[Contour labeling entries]
────────────────────

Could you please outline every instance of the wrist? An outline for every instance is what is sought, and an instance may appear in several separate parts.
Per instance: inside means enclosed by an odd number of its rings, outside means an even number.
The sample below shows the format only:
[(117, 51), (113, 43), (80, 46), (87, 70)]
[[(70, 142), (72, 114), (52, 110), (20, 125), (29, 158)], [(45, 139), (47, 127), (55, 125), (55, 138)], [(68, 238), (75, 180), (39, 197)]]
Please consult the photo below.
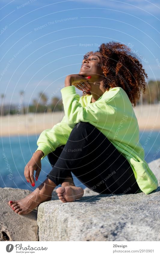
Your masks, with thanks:
[(44, 153), (41, 150), (39, 150), (36, 151), (36, 152), (35, 152), (33, 154), (33, 156), (36, 156), (41, 159), (42, 156), (44, 155)]
[(65, 87), (67, 86), (71, 86), (72, 85), (72, 81), (71, 77), (70, 76), (67, 76), (65, 79)]

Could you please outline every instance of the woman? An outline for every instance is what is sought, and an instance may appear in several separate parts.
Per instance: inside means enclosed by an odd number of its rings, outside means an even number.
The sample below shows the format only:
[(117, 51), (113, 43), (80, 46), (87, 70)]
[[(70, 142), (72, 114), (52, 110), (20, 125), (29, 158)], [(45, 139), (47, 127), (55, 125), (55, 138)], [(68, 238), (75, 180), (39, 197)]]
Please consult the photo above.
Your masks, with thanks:
[[(52, 128), (44, 131), (38, 147), (25, 168), (28, 182), (35, 186), (47, 156), (52, 167), (44, 182), (24, 198), (9, 204), (26, 214), (50, 200), (54, 188), (63, 203), (83, 195), (71, 171), (88, 188), (101, 194), (148, 194), (157, 180), (144, 160), (133, 106), (145, 91), (147, 74), (124, 45), (103, 43), (99, 50), (84, 56), (79, 74), (67, 76), (61, 90), (65, 115)], [(83, 90), (80, 97), (75, 87)]]

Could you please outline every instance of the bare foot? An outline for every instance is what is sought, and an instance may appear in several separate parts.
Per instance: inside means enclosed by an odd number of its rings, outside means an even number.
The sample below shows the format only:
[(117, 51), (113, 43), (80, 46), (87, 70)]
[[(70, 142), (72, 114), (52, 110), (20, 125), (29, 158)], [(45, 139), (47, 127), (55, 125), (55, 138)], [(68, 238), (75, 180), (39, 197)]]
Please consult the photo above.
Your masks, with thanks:
[[(52, 186), (52, 182), (55, 185)], [(27, 214), (41, 203), (50, 200), (52, 191), (56, 186), (53, 182), (46, 179), (25, 198), (18, 201), (9, 201), (8, 204), (14, 212), (19, 214)]]
[(74, 202), (77, 199), (82, 197), (84, 190), (81, 188), (74, 186), (61, 187), (56, 190), (59, 198), (63, 203)]

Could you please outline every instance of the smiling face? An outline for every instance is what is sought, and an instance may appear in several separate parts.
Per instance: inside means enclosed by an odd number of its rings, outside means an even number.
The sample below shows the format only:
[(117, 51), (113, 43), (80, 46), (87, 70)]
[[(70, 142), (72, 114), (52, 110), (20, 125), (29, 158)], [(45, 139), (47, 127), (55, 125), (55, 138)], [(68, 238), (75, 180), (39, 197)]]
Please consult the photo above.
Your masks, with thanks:
[(100, 52), (96, 52), (91, 54), (87, 58), (83, 60), (79, 74), (84, 77), (91, 76), (92, 78), (98, 78), (100, 76), (101, 77), (104, 76), (101, 68), (101, 60)]

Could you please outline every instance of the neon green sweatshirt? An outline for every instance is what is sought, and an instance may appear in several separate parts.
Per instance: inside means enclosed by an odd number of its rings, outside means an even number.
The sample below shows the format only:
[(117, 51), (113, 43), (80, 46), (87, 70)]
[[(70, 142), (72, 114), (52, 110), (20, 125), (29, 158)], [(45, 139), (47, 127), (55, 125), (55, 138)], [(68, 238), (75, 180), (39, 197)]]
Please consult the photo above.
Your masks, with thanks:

────────────────────

Transcribe the entire listing above verbatim. Omit the pictures from your transcription.

Could you please outline every instance of the wrist? An outline for every instance is what is sought, and an instance may appear in several separate parts.
Per instance: inside means enclosed by an odd number of its rings, outside means an even number.
The sample below shows the format only:
[(117, 51), (113, 43), (80, 46), (87, 70)]
[[(70, 142), (72, 114), (52, 110), (20, 125), (29, 158)], [(45, 139), (47, 127), (55, 125), (55, 138)], [(68, 238), (75, 180), (39, 197)]]
Please consult the photo below.
Your masks, with thanks:
[(44, 153), (41, 150), (39, 150), (36, 151), (36, 152), (35, 152), (33, 154), (33, 156), (36, 156), (41, 159), (42, 156), (44, 155)]
[(65, 87), (67, 86), (71, 86), (72, 85), (72, 81), (71, 77), (70, 76), (67, 76), (65, 79)]

Could you please outline every instance of the woman? An outline for every instance is what is sought, and an instance may appear in several separate parts.
Per instance: inside means enclosed by an odd number of its rings, outside means an even number.
The sample below shows the format only:
[(117, 51), (113, 43), (80, 46), (87, 70)]
[[(70, 142), (72, 114), (52, 110), (20, 125), (29, 158)], [(45, 139), (47, 127), (55, 125), (55, 138)], [(68, 238), (75, 180), (39, 197)]]
Please consult the photo above.
Your masks, with thanks:
[[(52, 128), (44, 131), (38, 147), (25, 168), (28, 182), (35, 186), (47, 156), (52, 167), (44, 182), (24, 198), (9, 204), (26, 214), (50, 200), (54, 188), (63, 203), (83, 195), (71, 171), (88, 188), (101, 194), (148, 194), (157, 180), (144, 160), (133, 106), (145, 91), (147, 74), (124, 45), (103, 43), (99, 50), (84, 56), (79, 74), (67, 76), (61, 90), (65, 115)], [(83, 90), (80, 97), (75, 87)]]

Could you please outline every instance of the bare foot? An outline for every instance is what is sought, and an instance may appear in several separate parts.
Per instance: inside means enclosed by an odd number of its rings, outside means an even number.
The sample below shows the format only:
[(117, 51), (113, 43), (80, 46), (87, 70)]
[[(70, 142), (72, 114), (52, 110), (20, 125), (29, 158)], [(45, 139), (47, 127), (55, 125), (55, 138)], [(68, 238), (75, 180), (39, 197)]]
Please consult the photo above.
Your masks, with thanks:
[[(52, 186), (52, 182), (55, 185)], [(27, 214), (41, 203), (50, 200), (52, 191), (56, 186), (53, 182), (46, 179), (25, 198), (18, 201), (9, 201), (8, 204), (14, 212), (19, 214)]]
[(74, 202), (77, 199), (82, 197), (84, 190), (81, 188), (74, 186), (61, 187), (56, 190), (59, 198), (63, 203)]

Could you please outline every instance of the smiling face? An outline for every instance is what is sought, and an instance may appear in several separate parts.
Per instance: inside means enclosed by an odd number of its rings, outside means an even number.
The sample below shows the format only:
[(117, 51), (113, 43), (80, 46), (87, 70)]
[[(70, 142), (72, 114), (52, 110), (20, 125), (29, 158)], [(45, 139), (47, 127), (55, 125), (55, 138)], [(68, 238), (75, 180), (39, 197)]]
Please consult the photo above.
Your masks, with thanks:
[(100, 52), (96, 52), (91, 54), (87, 58), (83, 60), (79, 74), (84, 77), (91, 76), (92, 78), (98, 78), (100, 76), (101, 77), (104, 76), (101, 68), (101, 60)]

Could you please outline every instance of the neon green sweatshirt? An outline for every instance is what is sought, and an instance may appear in several separate parts.
Per instance: inside means enclosed by an odd number of its rings, outside means an even number.
The sample below shows the format only:
[(117, 51), (113, 43), (80, 46), (87, 70)]
[[(70, 142), (72, 114), (52, 110), (20, 125), (29, 158)], [(45, 139), (47, 127), (55, 125), (55, 138)], [(68, 238), (75, 180), (39, 197)]]
Please consult the photo above.
Your masks, with thanks:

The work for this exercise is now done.